Identify every line of the material below that contains the word "book", and copy each of those lines. Case counts.

Extracted records:
* start *
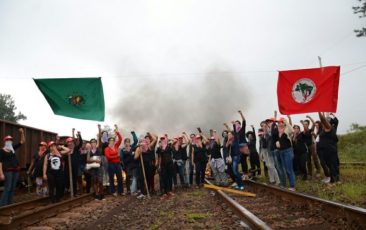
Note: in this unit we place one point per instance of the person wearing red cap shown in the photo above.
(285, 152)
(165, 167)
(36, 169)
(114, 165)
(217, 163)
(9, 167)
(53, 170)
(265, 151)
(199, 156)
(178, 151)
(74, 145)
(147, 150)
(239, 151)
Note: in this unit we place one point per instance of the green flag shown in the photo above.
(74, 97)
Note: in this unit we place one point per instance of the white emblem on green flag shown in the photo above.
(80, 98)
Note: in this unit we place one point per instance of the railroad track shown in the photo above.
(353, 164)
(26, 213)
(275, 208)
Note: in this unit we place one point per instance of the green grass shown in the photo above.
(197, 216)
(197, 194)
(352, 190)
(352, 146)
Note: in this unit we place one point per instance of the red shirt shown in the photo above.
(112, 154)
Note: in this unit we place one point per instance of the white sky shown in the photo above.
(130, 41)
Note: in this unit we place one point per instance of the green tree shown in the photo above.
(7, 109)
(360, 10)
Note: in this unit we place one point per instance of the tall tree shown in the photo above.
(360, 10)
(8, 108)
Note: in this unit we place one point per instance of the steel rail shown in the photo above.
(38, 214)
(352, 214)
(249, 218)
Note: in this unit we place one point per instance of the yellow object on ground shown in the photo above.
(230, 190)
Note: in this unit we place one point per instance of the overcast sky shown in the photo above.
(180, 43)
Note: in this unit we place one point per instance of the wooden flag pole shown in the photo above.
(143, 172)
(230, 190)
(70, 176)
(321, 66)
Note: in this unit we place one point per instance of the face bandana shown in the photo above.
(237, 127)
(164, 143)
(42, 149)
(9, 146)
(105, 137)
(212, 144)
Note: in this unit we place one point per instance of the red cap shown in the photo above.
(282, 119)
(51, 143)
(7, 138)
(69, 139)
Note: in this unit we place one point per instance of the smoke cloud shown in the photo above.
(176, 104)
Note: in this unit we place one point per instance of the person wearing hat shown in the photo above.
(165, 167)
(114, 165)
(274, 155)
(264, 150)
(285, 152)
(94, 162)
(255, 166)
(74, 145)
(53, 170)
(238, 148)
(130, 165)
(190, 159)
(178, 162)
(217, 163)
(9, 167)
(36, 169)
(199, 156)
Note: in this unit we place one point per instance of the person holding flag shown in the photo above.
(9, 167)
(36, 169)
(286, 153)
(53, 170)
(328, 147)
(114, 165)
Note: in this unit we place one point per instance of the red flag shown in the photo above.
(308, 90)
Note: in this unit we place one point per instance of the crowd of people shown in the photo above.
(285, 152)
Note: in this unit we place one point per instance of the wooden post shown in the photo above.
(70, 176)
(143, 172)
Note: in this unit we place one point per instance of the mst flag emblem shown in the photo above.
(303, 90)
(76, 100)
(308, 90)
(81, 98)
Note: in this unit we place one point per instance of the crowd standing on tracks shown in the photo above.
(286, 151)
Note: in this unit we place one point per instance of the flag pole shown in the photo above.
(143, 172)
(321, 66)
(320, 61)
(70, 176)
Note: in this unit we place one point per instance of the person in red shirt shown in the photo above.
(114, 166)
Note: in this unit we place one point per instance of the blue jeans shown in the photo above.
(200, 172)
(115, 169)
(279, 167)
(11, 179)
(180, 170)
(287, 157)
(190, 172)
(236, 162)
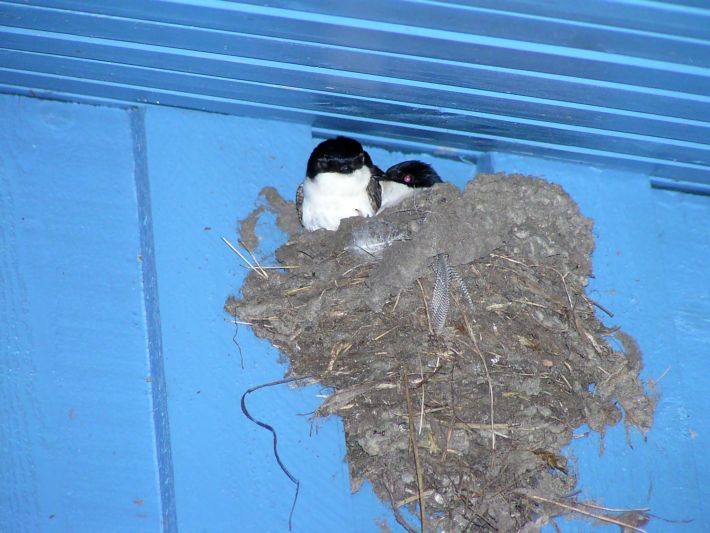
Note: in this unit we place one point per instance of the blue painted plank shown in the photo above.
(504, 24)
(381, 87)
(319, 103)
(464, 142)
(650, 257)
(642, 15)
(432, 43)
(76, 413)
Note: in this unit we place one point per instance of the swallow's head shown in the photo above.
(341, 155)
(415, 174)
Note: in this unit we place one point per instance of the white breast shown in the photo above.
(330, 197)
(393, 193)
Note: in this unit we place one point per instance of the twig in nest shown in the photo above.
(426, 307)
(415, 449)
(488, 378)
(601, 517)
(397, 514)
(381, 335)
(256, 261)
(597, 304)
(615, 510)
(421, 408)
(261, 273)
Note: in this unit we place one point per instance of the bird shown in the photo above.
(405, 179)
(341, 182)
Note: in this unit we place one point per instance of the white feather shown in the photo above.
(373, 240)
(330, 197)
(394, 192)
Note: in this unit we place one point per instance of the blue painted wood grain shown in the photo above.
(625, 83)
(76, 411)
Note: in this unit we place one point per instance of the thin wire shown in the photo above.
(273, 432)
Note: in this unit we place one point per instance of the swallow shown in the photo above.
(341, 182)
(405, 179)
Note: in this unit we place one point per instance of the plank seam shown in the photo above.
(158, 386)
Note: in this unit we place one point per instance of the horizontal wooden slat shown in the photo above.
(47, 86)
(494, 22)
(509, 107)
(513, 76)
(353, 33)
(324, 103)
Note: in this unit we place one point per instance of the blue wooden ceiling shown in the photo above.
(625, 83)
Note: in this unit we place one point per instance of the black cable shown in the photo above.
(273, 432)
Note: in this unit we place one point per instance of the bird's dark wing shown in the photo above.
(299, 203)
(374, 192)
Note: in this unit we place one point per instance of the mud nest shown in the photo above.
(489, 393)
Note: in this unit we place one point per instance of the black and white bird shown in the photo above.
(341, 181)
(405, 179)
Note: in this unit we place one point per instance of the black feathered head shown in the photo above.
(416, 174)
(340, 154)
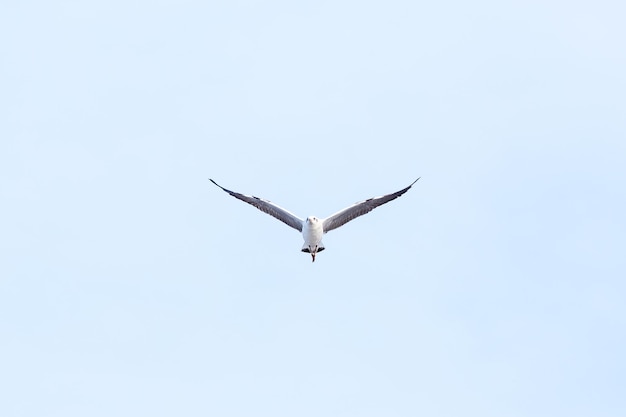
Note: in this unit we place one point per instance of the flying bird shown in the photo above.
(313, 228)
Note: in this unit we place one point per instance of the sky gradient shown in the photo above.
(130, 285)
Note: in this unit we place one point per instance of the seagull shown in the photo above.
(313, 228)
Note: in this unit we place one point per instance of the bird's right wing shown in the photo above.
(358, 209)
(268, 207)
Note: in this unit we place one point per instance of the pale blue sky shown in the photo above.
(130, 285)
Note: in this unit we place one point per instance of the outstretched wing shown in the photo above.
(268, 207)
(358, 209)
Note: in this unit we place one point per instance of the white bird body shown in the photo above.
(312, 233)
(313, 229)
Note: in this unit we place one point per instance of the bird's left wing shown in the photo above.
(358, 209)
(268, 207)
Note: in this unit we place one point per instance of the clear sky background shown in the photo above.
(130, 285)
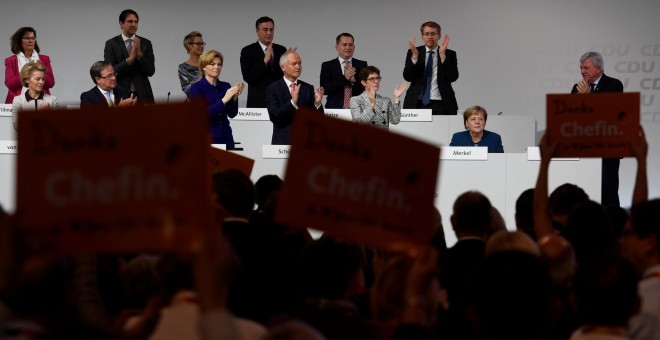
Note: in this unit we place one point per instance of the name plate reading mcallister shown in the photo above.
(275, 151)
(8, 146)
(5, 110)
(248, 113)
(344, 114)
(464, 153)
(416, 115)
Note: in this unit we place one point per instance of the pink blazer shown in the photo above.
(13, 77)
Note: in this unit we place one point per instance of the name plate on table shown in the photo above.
* end *
* start *
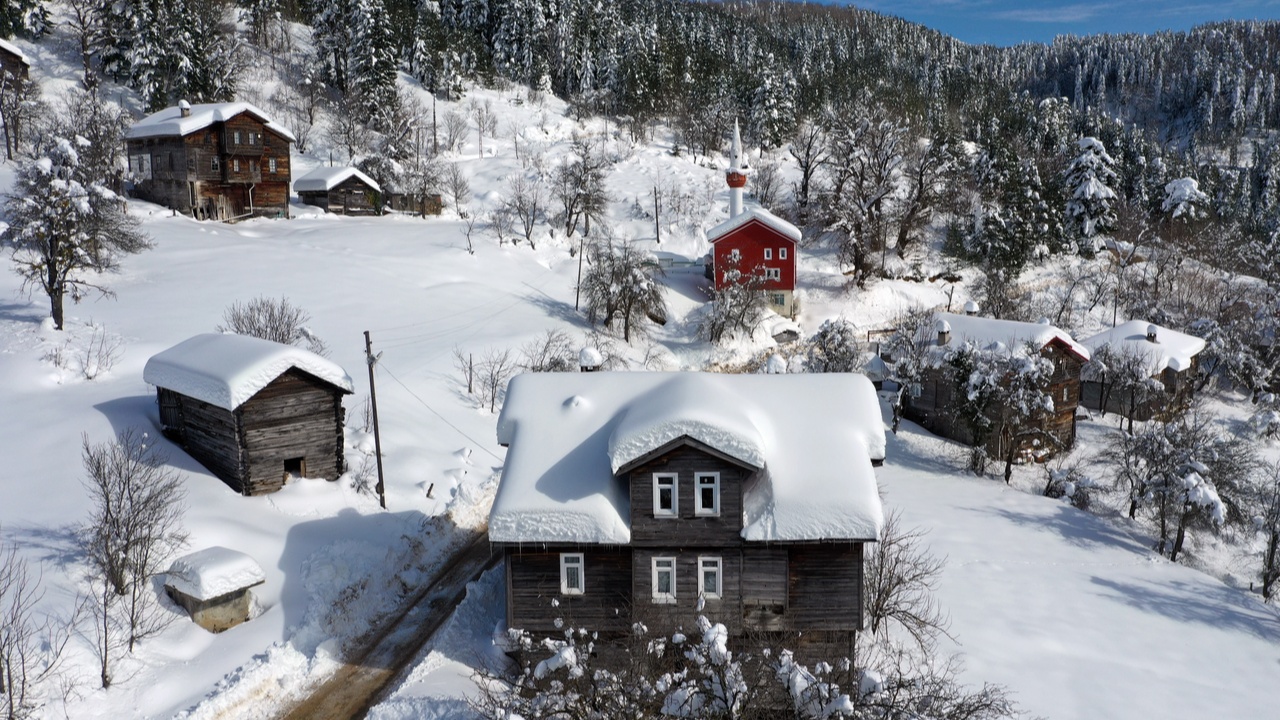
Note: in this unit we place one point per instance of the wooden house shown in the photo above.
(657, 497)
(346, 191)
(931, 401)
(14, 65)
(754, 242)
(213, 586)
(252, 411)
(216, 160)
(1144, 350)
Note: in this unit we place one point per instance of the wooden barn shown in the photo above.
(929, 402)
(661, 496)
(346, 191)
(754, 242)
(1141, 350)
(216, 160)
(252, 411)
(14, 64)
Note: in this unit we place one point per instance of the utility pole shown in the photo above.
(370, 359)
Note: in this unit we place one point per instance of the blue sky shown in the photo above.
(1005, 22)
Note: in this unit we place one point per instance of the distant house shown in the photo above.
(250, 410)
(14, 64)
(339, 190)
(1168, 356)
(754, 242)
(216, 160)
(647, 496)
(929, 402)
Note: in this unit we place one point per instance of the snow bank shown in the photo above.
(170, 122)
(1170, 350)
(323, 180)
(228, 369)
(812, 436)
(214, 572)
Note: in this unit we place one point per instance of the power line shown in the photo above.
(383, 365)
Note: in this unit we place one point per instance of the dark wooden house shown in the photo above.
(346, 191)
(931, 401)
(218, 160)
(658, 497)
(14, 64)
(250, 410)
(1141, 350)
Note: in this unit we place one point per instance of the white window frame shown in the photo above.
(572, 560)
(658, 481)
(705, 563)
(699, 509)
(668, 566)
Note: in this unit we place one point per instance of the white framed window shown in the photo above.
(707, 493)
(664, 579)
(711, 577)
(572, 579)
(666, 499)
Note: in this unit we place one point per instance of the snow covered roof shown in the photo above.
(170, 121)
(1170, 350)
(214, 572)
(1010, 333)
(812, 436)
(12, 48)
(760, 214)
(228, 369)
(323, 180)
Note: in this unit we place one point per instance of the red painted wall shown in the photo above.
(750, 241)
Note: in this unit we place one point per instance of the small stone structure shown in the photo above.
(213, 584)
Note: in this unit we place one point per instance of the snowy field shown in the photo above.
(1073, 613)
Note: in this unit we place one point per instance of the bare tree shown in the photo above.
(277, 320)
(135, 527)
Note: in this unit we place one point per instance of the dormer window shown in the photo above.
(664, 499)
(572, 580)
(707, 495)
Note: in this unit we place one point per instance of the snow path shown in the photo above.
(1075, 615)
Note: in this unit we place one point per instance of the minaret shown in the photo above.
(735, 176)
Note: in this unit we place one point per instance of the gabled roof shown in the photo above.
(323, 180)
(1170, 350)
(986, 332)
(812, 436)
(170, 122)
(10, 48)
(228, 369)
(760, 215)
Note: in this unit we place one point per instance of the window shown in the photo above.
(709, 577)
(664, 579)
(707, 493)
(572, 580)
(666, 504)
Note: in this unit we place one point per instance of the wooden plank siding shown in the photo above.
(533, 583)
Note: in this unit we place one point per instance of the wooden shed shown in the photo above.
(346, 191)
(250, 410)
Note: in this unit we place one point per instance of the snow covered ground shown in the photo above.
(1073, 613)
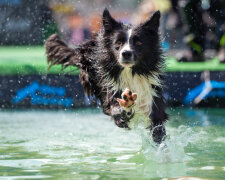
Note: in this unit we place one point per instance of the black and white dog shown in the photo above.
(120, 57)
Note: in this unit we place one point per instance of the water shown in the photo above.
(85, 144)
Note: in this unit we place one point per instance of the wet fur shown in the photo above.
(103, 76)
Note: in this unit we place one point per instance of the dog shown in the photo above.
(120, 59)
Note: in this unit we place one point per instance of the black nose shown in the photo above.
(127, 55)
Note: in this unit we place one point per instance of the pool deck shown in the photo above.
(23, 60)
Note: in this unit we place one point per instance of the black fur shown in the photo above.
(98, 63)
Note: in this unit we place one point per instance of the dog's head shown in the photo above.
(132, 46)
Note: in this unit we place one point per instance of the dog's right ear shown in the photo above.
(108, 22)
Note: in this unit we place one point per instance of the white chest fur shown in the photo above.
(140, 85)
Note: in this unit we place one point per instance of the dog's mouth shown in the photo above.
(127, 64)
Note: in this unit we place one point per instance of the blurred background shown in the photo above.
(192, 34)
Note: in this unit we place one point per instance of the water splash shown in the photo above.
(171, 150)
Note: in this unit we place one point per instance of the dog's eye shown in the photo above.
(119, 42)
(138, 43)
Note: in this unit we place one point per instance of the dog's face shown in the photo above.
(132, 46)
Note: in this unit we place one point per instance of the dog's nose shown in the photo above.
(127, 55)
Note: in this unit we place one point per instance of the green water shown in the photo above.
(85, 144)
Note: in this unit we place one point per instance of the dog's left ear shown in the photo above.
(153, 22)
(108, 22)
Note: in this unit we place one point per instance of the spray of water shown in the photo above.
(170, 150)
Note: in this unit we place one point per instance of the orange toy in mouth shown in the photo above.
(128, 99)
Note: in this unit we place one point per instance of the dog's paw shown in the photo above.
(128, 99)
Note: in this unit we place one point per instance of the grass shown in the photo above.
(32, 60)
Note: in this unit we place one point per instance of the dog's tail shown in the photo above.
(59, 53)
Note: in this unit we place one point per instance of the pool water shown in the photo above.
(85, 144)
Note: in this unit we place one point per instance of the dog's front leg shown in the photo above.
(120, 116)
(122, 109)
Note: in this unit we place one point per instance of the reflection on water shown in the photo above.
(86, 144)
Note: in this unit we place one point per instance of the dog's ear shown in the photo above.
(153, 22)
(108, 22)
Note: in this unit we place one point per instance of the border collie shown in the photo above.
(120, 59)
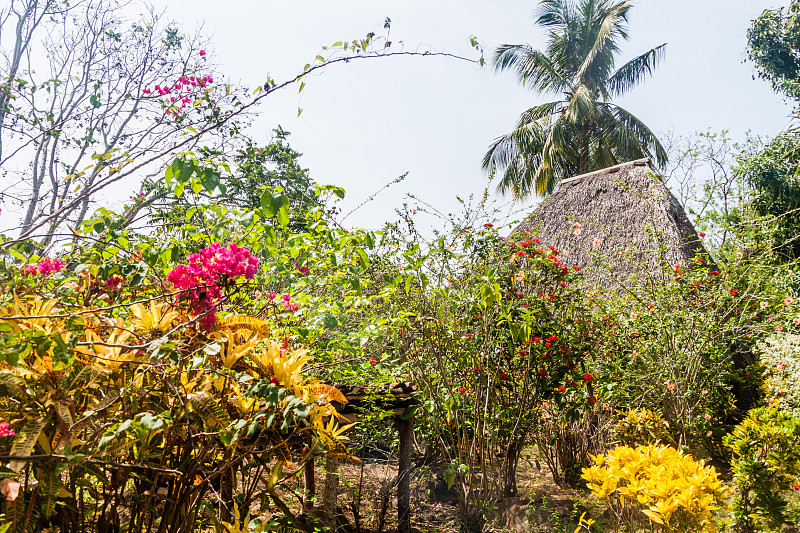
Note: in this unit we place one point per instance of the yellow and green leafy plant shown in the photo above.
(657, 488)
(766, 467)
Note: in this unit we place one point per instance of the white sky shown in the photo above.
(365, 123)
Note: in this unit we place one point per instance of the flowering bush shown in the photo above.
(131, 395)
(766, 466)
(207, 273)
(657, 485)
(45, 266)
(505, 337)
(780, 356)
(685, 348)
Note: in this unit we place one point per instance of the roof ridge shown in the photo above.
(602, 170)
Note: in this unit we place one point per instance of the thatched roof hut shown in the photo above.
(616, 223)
* end *
* start *
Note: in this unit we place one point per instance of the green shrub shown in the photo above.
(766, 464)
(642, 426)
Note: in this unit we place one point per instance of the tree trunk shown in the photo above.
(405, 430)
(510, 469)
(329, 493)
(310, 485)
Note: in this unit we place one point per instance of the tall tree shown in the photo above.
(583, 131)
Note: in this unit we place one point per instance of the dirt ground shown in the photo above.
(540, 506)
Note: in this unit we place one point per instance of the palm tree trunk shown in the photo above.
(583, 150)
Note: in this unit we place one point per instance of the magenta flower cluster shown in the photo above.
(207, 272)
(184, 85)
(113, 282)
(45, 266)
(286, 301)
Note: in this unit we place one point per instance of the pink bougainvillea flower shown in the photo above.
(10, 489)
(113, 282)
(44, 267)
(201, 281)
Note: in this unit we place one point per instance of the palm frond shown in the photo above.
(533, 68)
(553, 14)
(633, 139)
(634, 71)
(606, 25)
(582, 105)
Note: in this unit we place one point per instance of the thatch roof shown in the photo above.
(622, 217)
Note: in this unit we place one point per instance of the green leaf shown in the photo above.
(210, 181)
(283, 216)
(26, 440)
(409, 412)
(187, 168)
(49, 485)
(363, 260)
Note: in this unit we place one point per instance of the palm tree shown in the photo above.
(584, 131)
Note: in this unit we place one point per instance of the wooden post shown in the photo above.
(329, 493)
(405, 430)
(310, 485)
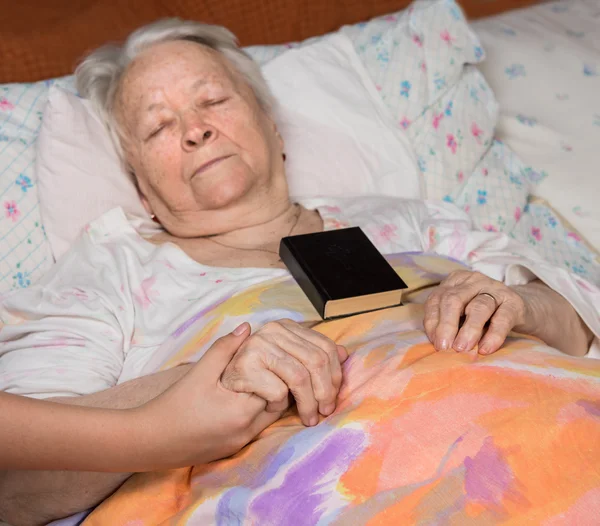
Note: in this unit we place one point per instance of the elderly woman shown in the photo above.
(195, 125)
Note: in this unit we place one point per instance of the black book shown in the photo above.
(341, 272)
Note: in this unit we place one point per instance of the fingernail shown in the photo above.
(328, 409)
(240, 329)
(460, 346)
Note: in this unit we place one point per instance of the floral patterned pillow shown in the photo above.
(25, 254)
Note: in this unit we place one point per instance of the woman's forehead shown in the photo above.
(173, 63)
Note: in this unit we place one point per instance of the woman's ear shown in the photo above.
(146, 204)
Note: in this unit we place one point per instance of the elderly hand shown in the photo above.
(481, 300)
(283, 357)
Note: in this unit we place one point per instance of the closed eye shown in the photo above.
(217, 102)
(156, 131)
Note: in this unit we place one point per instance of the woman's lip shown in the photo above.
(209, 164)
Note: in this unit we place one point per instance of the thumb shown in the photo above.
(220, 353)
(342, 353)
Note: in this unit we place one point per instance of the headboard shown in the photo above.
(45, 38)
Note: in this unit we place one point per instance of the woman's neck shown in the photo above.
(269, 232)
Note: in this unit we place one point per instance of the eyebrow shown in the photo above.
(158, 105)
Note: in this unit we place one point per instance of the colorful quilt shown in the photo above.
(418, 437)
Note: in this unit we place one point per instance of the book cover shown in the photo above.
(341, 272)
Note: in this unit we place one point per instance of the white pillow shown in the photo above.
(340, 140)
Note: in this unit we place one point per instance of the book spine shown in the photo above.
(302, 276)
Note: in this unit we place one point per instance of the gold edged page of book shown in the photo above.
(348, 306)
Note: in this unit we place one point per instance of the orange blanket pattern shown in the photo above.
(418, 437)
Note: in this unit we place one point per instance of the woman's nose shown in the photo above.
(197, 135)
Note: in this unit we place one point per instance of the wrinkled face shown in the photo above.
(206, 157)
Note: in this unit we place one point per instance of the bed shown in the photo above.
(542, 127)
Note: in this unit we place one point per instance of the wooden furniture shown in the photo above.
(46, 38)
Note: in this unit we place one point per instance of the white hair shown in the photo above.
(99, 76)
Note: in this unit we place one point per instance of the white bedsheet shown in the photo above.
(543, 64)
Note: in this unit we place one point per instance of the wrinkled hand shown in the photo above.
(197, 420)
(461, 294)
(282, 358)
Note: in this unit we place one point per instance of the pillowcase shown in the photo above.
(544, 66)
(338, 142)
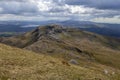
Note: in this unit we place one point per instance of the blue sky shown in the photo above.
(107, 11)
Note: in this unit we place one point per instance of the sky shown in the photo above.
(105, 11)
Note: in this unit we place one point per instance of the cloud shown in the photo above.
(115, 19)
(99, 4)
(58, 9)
* end *
SOLUTION TO THE PROBLEM:
Note: in this unit we place one point per instance of the black book shown in the photo above.
Note: in this unit we place one point per instance of the book cover shown in the photo above.
Note: in this unit we place one point per instance of the book spine shown in the photo above.
Note: in this unit we place one point per instance of the gold edged page of book shown in the photo above.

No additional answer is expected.